Part of a data file:
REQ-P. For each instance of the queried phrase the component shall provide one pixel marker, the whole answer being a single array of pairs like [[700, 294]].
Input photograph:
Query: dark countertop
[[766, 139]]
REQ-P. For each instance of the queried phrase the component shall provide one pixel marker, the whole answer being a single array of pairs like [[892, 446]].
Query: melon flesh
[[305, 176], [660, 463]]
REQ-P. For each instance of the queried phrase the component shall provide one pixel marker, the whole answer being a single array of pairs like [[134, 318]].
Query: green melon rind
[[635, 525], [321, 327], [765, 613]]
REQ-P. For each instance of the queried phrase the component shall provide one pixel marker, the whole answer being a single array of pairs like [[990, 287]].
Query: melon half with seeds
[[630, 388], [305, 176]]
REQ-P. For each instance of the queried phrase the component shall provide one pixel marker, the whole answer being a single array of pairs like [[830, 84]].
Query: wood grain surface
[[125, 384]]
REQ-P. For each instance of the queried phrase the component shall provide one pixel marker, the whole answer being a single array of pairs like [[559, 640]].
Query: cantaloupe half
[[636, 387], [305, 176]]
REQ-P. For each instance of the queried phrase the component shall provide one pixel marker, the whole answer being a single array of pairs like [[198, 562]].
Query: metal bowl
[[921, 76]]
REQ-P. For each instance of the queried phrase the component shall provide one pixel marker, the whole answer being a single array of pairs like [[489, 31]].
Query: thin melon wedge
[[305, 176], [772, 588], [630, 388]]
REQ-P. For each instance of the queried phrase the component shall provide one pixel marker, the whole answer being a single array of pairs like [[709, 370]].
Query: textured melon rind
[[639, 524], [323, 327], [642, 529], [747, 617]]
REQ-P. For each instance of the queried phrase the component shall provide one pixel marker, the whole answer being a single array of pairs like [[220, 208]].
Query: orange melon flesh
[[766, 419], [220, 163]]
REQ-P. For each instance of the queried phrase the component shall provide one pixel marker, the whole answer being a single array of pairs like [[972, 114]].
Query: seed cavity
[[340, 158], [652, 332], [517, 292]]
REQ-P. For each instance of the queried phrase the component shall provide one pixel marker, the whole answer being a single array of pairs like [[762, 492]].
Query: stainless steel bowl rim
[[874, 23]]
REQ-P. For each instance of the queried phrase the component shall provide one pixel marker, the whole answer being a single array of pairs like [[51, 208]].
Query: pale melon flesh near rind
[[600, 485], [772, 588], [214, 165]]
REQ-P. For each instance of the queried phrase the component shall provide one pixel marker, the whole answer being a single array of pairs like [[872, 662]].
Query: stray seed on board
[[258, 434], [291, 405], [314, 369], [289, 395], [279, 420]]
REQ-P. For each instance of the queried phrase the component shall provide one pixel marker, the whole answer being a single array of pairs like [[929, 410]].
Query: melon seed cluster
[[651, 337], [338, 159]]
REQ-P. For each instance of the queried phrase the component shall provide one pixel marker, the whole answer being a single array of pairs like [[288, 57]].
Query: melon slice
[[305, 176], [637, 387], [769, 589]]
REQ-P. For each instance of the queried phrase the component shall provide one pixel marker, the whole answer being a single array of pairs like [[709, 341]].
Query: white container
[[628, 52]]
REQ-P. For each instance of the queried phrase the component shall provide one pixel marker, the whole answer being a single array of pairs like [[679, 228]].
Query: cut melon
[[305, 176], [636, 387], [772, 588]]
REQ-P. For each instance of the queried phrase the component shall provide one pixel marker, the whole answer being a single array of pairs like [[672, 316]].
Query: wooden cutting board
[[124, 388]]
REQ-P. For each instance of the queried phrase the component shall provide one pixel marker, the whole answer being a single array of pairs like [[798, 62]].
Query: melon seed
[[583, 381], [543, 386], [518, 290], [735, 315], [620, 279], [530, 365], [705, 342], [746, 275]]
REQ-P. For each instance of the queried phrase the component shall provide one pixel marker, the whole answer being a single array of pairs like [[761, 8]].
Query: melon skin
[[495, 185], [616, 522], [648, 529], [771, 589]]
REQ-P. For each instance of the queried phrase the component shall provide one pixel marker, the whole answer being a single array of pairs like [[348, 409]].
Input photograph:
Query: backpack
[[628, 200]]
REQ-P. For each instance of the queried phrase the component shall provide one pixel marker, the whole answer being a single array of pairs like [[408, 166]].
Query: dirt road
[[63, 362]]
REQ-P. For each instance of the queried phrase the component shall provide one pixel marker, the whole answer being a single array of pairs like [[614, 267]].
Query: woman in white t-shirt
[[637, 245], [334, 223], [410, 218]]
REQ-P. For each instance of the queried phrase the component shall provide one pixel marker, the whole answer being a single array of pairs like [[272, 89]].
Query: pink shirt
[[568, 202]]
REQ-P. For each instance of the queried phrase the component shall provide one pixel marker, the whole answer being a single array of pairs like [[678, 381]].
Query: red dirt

_What is asked_
Convert the entries, from the first line through the line containing "[[125, 384]]", into a numbered list with blank lines omitted.

_Written solution_
1. REQ-P. For each instance of the queried phrase the component shall provide one pixel marker, the whole answer being a single array of pairs like [[700, 294]].
2. Input photograph:
3. Query: dark countertop
4. [[766, 139]]
5. REQ-P. For each instance of the queried phrase the component shall provide one pixel marker, the whole answer being a single array of pairs like [[892, 446]].
6. Query: melon flesh
7. [[305, 176], [660, 463]]
8. REQ-P. For each instance of the queried phrase the component shall provide one pixel marker, the whole answer being a single array of pairs like [[134, 318]].
9. Query: green melon rind
10. [[635, 525], [321, 327], [765, 613]]
11. REQ-P. For each instance of the queried phrase the component shall provide one pixel marker, the whole answer being a single array of pairs like [[990, 287]].
12. Query: melon half with seeds
13. [[630, 388], [305, 176]]
14. REQ-P. For each instance of the queried phrase the component shall provide one pixel marker, the whole answer being a single array of pairs like [[830, 84]].
15. Query: wood grain surface
16. [[125, 384]]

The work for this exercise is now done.